(Records drawn from a dataset)
• • • • •

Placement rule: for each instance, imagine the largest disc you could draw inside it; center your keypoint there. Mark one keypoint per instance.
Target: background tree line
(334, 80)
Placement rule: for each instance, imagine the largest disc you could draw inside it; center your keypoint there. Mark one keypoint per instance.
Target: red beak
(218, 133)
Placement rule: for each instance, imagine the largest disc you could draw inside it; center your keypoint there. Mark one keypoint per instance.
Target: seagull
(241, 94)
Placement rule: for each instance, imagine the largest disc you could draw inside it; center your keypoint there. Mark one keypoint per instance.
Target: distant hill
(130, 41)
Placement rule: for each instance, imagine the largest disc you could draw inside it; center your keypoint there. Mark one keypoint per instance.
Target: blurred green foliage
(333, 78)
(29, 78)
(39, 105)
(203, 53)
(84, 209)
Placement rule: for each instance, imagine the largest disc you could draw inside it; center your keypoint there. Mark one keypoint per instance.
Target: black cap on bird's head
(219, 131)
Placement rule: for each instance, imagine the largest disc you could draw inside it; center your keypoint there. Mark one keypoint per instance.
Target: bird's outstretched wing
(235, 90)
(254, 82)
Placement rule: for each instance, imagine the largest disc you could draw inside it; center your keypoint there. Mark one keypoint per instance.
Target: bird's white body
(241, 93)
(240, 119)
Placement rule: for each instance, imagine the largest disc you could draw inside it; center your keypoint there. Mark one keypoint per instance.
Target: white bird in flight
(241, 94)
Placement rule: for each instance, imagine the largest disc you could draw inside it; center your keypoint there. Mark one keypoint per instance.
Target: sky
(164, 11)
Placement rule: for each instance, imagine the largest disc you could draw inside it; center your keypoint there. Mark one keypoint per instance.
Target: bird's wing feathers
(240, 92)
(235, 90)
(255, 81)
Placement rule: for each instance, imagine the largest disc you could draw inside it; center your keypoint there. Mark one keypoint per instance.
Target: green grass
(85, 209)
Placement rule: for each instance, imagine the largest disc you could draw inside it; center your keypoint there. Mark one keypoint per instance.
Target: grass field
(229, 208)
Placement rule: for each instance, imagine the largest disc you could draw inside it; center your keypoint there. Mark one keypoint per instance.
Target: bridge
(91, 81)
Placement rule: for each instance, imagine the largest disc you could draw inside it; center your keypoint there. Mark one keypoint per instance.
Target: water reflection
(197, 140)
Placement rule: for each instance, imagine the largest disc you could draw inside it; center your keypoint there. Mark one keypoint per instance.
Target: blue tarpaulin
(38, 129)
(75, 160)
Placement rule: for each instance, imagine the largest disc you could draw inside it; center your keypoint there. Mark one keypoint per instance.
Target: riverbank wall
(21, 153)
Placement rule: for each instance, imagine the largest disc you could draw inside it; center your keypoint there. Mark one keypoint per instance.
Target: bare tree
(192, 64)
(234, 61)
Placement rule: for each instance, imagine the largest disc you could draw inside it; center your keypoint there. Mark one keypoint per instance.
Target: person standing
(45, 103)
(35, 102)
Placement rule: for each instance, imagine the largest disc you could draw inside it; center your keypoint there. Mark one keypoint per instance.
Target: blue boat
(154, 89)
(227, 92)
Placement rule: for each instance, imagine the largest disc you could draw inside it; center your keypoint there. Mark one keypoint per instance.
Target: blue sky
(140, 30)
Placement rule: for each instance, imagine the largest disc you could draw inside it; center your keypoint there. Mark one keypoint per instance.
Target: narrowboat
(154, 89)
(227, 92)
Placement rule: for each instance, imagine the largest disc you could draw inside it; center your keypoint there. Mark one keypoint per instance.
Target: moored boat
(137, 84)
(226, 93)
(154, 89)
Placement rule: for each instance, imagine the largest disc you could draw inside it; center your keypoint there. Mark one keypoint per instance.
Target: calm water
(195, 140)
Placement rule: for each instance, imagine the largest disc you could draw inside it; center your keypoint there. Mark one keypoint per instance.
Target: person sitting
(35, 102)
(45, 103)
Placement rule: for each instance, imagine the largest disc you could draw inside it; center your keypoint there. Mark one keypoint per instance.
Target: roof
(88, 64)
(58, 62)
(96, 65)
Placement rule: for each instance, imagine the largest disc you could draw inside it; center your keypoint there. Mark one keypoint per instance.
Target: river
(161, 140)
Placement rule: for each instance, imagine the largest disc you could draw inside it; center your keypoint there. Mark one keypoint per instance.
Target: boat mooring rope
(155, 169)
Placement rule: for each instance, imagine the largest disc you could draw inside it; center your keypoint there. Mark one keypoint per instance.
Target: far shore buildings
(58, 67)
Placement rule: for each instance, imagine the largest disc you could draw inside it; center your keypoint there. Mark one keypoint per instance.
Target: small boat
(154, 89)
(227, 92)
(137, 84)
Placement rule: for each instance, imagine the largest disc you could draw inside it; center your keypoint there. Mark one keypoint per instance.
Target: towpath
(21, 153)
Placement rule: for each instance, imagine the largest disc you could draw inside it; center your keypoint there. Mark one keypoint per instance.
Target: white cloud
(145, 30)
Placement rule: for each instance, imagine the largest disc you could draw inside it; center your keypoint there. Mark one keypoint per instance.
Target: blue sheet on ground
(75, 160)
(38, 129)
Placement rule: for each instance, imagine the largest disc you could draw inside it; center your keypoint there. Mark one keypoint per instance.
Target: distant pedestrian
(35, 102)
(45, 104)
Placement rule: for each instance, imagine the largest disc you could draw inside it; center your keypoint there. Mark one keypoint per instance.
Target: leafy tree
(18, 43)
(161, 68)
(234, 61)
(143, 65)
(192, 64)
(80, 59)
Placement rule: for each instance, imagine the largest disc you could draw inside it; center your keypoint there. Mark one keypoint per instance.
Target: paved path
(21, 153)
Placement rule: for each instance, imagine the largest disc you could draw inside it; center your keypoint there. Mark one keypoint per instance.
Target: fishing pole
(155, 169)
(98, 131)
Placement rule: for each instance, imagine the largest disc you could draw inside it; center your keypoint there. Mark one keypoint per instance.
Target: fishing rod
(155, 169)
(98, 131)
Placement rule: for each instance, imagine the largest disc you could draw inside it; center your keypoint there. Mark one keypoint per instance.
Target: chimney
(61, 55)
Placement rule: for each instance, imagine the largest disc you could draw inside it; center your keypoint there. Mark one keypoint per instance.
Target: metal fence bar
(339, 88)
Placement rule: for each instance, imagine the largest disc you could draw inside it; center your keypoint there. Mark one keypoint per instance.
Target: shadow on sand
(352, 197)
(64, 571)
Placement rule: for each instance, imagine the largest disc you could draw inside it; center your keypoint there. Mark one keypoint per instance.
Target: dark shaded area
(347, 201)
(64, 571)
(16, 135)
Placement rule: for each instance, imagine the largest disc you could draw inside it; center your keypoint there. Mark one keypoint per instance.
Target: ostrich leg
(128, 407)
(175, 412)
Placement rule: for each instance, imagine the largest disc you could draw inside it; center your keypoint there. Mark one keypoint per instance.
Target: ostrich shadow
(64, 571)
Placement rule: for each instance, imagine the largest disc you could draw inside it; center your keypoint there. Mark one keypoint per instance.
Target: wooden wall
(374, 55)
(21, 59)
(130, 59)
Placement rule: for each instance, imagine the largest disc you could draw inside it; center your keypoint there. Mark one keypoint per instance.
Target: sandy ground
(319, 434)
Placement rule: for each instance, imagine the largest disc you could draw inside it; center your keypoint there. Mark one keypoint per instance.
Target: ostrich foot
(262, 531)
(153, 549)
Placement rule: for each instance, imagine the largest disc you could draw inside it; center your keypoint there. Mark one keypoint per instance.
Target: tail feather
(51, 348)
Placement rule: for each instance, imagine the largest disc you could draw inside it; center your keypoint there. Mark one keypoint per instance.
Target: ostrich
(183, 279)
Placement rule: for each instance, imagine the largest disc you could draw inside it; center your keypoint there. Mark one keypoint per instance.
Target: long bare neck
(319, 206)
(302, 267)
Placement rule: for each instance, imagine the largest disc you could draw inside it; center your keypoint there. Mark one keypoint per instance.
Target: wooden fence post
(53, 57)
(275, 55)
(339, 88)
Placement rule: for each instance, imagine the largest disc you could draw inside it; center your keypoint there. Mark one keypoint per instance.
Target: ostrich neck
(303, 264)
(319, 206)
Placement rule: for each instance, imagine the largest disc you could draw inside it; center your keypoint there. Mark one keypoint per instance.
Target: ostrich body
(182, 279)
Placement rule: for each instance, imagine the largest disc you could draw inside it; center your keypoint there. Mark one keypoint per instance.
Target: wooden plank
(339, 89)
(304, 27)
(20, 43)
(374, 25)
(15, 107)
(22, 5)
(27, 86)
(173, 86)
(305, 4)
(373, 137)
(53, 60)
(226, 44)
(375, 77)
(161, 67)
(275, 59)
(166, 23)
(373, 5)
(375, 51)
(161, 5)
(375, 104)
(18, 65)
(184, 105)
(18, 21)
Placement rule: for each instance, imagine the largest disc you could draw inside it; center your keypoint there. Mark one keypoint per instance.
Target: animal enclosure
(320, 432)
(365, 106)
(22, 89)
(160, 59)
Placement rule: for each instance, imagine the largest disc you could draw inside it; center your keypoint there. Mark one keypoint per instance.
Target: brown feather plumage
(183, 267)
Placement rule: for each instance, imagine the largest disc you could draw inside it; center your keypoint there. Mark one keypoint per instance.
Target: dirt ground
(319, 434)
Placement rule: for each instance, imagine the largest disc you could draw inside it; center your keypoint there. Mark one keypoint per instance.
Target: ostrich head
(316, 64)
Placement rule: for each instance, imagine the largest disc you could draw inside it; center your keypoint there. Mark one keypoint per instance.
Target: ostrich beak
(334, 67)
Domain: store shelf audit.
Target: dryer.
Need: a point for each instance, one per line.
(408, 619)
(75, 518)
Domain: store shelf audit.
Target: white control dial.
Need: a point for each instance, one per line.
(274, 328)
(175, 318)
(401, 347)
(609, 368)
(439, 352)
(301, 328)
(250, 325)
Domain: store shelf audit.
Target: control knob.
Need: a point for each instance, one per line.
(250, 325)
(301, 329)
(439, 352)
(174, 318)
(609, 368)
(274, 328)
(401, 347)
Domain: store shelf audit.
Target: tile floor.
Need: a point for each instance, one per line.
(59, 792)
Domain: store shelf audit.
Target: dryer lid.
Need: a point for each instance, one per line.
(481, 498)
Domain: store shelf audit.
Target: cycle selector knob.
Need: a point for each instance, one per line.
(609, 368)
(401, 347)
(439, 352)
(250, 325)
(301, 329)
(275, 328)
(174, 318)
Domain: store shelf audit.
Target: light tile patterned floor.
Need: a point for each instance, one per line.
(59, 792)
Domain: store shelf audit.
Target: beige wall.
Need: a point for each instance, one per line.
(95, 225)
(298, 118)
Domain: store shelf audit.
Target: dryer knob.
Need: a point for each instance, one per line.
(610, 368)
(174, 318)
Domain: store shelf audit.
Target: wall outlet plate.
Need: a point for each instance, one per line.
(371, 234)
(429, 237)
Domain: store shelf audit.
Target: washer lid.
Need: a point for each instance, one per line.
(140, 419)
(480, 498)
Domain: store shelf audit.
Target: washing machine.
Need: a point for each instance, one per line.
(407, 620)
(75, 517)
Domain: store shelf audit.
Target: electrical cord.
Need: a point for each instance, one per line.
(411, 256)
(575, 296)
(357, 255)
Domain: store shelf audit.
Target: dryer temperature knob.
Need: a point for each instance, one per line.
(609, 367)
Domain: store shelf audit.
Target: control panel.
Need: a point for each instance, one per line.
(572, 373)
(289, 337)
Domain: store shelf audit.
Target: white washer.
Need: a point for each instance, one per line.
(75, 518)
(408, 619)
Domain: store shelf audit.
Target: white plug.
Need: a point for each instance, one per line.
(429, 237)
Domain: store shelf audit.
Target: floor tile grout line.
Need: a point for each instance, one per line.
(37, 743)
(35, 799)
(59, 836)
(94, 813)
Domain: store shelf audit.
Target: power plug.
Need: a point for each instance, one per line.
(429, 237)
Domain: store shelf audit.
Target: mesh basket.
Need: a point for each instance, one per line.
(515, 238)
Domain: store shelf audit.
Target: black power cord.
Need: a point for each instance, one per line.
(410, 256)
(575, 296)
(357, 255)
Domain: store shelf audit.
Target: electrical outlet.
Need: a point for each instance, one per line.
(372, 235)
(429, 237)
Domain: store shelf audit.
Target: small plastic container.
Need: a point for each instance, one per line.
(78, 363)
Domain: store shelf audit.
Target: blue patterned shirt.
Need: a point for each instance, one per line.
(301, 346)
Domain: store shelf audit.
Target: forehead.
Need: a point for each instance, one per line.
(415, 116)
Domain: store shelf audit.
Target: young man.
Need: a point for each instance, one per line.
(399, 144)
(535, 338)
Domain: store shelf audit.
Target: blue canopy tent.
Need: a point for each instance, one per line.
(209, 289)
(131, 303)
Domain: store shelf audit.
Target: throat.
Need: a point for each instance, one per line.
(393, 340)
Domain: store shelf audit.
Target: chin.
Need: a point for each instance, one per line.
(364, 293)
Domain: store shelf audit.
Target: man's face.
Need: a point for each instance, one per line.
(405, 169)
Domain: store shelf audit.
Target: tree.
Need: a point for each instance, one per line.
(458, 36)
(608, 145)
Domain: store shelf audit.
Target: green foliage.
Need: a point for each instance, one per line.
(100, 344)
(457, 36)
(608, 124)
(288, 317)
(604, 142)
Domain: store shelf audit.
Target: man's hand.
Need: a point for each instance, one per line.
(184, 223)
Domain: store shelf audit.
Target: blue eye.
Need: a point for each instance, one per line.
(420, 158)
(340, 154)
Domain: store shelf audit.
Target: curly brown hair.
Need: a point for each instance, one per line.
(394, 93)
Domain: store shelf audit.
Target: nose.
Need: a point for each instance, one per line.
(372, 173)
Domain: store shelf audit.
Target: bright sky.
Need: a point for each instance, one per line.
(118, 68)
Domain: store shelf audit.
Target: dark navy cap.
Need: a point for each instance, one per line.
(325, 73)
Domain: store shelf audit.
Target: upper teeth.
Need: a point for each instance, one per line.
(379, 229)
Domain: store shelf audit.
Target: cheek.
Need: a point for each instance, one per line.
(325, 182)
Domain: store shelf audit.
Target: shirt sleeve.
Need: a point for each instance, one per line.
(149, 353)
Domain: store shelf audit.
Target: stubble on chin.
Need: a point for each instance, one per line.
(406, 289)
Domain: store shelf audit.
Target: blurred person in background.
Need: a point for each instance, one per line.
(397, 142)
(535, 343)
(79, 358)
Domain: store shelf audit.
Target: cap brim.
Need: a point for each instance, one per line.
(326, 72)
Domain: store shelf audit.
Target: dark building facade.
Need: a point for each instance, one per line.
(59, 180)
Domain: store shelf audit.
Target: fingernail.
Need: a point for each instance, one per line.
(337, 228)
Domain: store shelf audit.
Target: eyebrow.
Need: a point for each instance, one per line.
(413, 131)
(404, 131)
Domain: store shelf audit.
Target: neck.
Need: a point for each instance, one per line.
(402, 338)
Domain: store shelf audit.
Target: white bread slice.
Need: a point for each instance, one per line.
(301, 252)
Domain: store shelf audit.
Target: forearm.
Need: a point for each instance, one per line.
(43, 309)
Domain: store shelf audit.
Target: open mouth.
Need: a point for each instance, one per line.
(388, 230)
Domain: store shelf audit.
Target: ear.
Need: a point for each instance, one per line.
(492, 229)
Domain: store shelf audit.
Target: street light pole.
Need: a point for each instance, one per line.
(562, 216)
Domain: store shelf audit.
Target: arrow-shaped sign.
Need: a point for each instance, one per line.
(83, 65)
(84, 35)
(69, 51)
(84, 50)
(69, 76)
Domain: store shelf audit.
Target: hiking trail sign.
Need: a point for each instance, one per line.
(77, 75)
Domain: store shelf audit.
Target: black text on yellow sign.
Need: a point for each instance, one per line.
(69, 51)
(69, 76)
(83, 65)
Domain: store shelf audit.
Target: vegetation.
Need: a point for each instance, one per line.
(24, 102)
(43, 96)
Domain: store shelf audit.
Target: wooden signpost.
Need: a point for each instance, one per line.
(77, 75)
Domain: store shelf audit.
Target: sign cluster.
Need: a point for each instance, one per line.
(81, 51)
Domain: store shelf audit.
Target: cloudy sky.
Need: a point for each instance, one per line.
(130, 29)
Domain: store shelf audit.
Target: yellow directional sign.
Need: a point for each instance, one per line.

• • • • •

Work through the records line by line and tally those holding "electrical". Reply with the number alone.

2